(Dataset items)
* * *

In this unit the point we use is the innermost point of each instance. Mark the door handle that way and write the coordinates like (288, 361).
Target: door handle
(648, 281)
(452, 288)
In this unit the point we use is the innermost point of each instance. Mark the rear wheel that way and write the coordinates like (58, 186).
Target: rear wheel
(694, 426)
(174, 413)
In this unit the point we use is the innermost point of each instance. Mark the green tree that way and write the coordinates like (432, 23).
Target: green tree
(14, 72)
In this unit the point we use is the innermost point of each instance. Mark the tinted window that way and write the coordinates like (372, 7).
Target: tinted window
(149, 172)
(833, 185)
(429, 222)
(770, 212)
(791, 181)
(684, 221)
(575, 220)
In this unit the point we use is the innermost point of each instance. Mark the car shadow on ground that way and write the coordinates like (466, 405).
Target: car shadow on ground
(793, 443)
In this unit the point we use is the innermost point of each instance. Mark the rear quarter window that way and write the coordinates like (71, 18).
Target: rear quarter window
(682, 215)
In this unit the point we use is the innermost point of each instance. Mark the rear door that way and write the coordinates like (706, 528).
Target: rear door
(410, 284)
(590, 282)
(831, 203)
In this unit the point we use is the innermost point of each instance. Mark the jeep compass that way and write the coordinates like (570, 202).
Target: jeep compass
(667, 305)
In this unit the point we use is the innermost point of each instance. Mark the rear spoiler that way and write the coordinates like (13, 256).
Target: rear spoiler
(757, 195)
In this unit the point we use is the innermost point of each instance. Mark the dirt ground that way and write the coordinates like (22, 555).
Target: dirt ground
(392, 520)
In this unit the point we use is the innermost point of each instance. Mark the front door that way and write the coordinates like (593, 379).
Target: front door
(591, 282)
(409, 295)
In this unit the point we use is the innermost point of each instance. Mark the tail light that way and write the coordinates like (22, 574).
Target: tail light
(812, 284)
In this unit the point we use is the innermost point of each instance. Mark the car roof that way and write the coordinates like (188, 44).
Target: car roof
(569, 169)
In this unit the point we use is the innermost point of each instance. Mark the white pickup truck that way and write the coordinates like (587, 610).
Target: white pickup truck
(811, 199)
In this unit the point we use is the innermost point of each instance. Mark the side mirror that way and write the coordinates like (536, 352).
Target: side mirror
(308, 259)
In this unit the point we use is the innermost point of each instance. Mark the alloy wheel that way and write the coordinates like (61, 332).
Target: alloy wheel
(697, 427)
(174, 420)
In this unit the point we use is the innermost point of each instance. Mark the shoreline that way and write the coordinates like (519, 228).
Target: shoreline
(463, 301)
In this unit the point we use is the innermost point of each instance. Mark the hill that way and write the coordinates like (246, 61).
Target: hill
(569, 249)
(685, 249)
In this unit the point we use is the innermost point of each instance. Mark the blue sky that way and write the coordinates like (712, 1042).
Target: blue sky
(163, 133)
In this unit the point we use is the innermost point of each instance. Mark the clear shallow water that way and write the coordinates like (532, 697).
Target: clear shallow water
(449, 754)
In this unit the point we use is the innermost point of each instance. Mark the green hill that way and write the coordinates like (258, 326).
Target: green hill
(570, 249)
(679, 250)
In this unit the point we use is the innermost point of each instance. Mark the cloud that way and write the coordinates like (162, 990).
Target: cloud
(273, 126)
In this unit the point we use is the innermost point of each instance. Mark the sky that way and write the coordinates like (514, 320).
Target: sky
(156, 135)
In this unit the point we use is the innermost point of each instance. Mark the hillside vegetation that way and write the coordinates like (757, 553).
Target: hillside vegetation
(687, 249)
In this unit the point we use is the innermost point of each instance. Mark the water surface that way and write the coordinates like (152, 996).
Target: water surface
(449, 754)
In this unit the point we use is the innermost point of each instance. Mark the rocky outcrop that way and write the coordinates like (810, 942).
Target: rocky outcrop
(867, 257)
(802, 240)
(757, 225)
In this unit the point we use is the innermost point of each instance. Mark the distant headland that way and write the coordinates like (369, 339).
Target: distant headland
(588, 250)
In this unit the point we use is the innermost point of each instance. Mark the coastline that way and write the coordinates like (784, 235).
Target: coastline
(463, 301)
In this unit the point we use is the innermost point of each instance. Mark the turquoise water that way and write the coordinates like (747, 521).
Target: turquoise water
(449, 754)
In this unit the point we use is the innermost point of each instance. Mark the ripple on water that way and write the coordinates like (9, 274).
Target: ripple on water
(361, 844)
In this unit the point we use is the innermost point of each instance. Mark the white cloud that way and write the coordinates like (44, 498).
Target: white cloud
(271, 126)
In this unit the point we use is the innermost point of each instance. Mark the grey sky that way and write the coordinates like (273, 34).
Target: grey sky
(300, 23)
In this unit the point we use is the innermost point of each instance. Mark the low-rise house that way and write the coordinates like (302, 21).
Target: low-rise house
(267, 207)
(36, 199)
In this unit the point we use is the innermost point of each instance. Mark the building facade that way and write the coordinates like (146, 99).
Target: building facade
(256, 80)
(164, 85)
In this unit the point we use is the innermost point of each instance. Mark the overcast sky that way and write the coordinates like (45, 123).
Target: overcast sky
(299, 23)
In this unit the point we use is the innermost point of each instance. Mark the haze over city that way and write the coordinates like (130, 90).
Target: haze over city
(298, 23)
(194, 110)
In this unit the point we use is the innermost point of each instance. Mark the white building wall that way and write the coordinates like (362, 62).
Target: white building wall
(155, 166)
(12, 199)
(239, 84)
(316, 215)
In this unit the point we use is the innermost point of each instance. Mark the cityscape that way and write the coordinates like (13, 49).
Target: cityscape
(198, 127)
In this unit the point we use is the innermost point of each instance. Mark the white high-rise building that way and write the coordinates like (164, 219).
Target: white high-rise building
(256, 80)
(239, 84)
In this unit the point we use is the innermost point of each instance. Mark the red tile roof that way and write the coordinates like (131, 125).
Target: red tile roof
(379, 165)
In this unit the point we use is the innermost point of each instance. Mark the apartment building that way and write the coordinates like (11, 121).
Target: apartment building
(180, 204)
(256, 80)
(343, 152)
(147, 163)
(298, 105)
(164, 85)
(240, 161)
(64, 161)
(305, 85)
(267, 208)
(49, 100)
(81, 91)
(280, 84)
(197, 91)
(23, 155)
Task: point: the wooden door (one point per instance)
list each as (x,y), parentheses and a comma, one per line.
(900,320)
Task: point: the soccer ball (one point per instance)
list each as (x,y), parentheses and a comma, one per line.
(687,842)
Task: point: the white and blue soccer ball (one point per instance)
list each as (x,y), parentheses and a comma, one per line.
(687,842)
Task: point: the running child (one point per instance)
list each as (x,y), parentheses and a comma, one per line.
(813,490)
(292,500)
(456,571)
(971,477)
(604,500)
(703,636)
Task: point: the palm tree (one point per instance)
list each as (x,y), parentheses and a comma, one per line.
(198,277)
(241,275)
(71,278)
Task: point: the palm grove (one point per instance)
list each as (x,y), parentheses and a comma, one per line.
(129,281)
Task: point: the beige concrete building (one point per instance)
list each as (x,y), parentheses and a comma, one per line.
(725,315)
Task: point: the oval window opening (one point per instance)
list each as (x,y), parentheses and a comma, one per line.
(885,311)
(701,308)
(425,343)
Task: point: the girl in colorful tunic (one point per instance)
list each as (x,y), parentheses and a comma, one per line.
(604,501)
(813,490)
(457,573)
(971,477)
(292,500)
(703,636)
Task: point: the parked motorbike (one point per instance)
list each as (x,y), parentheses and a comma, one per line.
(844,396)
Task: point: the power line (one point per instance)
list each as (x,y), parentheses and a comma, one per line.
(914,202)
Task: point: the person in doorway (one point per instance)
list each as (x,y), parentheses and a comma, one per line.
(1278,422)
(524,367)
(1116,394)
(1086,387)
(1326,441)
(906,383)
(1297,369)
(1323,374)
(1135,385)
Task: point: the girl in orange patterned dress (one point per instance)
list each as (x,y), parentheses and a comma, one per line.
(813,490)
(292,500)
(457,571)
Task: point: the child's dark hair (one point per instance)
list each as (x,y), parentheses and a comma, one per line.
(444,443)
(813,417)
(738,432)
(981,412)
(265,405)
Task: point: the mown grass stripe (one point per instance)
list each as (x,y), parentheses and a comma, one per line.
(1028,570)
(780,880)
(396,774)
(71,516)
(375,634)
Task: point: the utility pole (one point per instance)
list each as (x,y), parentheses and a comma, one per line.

* * *

__PROBLEM STATEMENT__:
Please copy each line of the records above that holds the word "ball".

__RESULT FOR THIS TASK__:
Task: point: the soccer ball (one point per instance)
Task: point: the white and blue soccer ball (one point per instance)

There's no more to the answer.